## To do:
Return, from the material below, each line in which "white" occurs.

===

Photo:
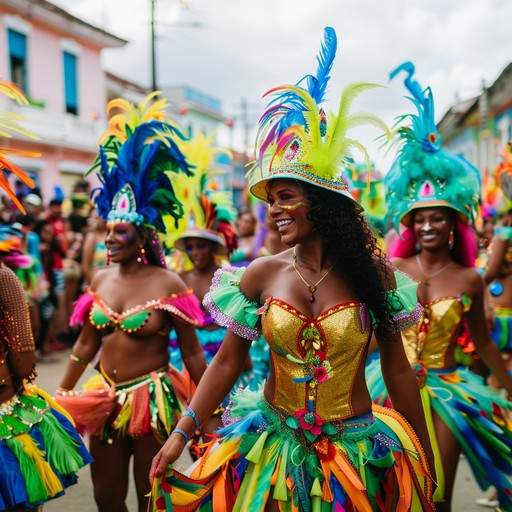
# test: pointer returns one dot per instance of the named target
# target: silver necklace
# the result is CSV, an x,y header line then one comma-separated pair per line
x,y
434,274
311,287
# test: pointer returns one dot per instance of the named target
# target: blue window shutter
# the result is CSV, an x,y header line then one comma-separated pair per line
x,y
70,80
17,44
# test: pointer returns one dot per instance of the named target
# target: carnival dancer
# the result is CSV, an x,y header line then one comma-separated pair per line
x,y
40,449
131,406
310,439
498,271
432,198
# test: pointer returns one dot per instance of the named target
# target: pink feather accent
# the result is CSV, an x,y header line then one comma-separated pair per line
x,y
81,310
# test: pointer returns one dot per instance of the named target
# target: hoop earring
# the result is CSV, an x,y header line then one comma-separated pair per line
x,y
141,258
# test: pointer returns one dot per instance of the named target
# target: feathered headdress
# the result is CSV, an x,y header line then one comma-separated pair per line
x,y
208,211
9,123
139,156
297,139
424,174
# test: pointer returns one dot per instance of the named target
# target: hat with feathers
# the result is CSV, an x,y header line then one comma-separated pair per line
x,y
297,139
208,211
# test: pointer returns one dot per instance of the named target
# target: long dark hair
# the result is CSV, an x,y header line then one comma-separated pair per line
x,y
361,263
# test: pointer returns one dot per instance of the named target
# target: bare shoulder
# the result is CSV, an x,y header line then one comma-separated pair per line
x,y
261,272
169,280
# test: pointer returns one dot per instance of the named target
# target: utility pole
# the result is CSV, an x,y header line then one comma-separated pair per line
x,y
153,47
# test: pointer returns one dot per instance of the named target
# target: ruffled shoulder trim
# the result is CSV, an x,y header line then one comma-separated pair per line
x,y
403,302
229,306
183,306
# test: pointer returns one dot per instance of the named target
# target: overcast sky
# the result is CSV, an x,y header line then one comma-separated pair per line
x,y
235,50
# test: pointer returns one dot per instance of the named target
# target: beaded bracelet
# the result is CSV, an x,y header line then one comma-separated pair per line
x,y
78,360
192,414
181,432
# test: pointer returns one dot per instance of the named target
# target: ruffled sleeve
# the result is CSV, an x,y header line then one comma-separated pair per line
x,y
403,302
183,306
229,306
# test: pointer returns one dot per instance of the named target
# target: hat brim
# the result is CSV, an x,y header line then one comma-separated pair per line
x,y
219,248
259,189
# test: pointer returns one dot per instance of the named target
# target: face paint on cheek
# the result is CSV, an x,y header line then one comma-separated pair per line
x,y
292,207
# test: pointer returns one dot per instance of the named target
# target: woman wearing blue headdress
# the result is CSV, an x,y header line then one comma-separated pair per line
x,y
310,440
432,198
132,404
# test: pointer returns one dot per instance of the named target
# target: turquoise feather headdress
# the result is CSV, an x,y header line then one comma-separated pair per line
x,y
424,174
297,139
137,160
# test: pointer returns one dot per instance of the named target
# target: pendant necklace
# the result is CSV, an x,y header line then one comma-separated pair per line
x,y
437,272
311,287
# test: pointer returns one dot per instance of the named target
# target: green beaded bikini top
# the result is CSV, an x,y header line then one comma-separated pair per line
x,y
104,318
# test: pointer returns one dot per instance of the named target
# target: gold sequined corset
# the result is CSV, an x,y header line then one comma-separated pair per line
x,y
316,360
431,339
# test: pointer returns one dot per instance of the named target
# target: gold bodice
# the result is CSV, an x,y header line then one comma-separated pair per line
x,y
315,360
434,336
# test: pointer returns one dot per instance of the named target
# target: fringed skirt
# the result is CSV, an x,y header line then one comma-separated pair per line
x,y
151,402
475,413
40,450
502,331
369,463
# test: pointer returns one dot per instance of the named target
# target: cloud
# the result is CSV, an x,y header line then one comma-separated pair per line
x,y
242,48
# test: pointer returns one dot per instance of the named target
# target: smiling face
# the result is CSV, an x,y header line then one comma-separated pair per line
x,y
200,252
122,242
432,226
289,208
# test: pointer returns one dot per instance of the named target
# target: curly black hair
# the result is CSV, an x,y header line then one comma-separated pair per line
x,y
361,263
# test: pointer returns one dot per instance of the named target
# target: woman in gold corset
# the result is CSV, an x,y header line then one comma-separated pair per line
x,y
432,198
310,439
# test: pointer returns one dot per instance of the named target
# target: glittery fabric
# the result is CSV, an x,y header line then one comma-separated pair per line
x,y
14,315
303,380
430,340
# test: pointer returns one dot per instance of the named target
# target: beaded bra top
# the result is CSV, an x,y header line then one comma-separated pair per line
x,y
182,306
432,341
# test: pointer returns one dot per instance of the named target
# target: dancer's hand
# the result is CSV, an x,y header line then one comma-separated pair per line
x,y
169,453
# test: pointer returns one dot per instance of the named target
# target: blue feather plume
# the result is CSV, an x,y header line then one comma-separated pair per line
x,y
424,131
144,161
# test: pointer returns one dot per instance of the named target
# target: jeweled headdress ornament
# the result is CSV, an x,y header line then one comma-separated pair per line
x,y
209,212
424,174
297,139
139,155
8,124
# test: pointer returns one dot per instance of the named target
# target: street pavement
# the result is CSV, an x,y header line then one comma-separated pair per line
x,y
79,498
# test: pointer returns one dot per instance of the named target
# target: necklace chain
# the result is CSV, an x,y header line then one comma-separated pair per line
x,y
437,272
312,287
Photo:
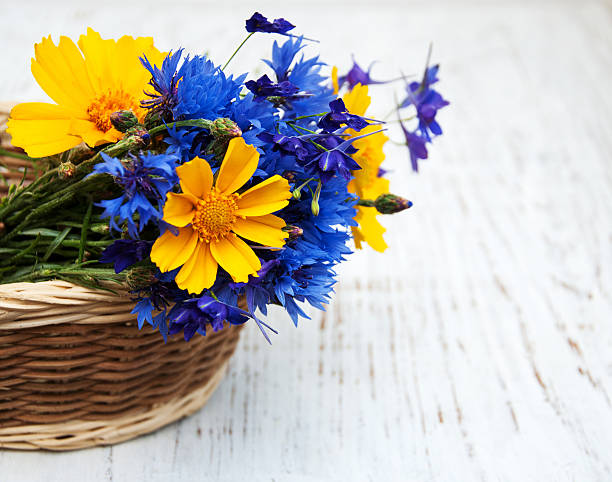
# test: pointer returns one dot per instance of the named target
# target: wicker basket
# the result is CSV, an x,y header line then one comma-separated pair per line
x,y
75,371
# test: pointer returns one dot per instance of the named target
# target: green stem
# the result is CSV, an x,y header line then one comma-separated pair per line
x,y
236,51
84,229
203,123
23,253
304,117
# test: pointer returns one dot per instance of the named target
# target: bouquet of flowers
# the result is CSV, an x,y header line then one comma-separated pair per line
x,y
209,195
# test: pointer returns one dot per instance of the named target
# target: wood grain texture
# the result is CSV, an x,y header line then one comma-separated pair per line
x,y
480,346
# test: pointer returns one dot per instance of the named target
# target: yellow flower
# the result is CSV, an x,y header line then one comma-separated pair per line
x,y
209,216
87,85
366,182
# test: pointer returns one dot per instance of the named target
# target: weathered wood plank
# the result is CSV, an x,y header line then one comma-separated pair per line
x,y
480,346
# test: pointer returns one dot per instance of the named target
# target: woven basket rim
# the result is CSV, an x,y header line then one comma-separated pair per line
x,y
35,304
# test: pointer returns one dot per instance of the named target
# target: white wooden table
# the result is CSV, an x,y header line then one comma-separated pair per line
x,y
480,346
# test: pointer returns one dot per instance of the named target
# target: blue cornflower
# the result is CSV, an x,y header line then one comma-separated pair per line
x,y
264,87
156,297
304,74
417,146
194,315
164,82
259,23
427,102
339,115
145,180
294,145
125,252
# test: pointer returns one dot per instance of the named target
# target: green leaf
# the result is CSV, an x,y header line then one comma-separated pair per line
x,y
86,221
55,243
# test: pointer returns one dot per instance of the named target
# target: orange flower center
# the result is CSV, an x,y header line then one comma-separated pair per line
x,y
215,216
104,105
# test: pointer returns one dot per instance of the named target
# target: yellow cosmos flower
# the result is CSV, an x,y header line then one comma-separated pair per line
x,y
209,216
366,182
87,85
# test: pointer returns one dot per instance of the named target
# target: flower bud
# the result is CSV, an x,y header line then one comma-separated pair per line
x,y
140,277
152,119
390,203
224,127
293,231
289,175
138,137
314,207
66,170
123,120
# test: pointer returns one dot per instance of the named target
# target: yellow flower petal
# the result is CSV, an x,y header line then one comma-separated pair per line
x,y
370,230
170,251
238,166
357,100
88,85
196,177
199,272
179,209
264,198
235,257
41,129
266,230
55,77
91,135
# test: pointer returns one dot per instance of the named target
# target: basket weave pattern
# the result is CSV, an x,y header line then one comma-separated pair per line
x,y
70,355
75,370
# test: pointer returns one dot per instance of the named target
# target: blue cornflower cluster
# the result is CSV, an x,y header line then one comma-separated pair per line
x,y
303,133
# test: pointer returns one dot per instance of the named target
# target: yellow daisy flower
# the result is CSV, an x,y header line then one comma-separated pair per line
x,y
366,182
209,216
87,85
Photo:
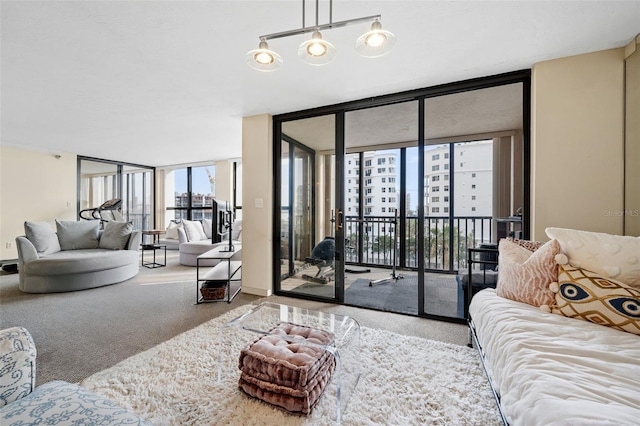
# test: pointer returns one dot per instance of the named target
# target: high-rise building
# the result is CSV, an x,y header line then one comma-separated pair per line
x,y
473,179
380,184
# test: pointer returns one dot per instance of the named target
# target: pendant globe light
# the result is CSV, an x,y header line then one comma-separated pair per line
x,y
316,51
376,42
263,59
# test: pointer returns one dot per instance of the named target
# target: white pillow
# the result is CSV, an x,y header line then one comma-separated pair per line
x,y
77,235
172,231
116,235
614,256
42,236
194,230
207,224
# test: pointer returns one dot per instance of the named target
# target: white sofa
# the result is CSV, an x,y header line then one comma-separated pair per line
x,y
558,364
79,256
56,402
195,238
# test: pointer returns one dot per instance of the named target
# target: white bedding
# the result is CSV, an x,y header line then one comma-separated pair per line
x,y
553,370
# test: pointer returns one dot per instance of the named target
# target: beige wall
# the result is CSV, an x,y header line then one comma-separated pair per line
x,y
224,181
35,186
632,139
257,205
577,143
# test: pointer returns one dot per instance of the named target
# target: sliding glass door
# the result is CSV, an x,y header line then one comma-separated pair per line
x,y
403,186
310,220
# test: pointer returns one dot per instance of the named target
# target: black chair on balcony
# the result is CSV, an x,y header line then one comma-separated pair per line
x,y
323,257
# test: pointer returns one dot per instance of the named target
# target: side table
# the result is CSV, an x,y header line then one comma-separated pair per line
x,y
153,246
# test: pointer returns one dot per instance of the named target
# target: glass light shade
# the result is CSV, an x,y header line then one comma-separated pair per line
x,y
316,51
376,42
263,59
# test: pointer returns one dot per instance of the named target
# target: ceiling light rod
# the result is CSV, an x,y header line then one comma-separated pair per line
x,y
305,30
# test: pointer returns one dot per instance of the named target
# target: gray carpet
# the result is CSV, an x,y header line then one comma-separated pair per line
x,y
80,333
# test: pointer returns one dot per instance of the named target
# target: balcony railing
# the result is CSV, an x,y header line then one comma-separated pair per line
x,y
370,241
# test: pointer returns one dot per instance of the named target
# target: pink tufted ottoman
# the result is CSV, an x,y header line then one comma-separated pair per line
x,y
277,369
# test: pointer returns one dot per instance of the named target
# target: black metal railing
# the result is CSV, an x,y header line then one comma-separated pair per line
x,y
370,241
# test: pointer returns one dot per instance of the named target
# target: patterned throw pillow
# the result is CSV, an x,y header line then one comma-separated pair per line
x,y
588,296
528,244
524,275
612,256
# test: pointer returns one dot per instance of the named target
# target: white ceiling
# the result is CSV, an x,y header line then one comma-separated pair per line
x,y
164,82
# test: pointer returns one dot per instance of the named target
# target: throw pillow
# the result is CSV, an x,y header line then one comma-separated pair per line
x,y
612,256
74,235
528,244
172,230
236,230
42,236
590,297
524,275
207,225
115,235
194,230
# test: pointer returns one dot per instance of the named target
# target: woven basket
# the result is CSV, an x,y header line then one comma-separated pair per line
x,y
213,293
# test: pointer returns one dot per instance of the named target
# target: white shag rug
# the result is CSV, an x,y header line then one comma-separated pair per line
x,y
404,381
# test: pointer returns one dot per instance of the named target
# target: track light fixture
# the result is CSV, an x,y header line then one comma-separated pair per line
x,y
317,51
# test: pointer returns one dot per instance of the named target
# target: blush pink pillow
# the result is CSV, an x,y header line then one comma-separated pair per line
x,y
525,276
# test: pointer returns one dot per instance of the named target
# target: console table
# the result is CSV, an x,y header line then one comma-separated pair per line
x,y
221,281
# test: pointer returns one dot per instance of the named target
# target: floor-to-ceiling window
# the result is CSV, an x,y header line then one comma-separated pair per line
x,y
425,176
189,193
102,180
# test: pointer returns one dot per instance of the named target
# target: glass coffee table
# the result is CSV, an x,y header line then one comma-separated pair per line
x,y
263,319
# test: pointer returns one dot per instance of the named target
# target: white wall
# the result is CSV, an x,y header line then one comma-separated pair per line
x,y
577,143
35,186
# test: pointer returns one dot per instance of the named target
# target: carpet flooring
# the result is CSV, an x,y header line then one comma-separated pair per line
x,y
403,380
80,333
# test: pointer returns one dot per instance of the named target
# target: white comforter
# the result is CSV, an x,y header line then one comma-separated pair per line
x,y
553,370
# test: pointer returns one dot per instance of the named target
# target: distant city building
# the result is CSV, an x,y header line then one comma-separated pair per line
x,y
380,185
473,177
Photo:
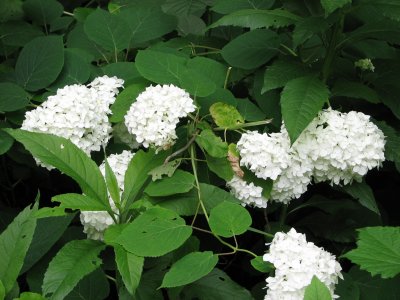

===

## Written solution:
# target: white wooden table
# target: white pillow
# target: white sofa
# target: white bedding
# target: white ceiling
# target: white shag rug
# target: white wall
# target: white comforter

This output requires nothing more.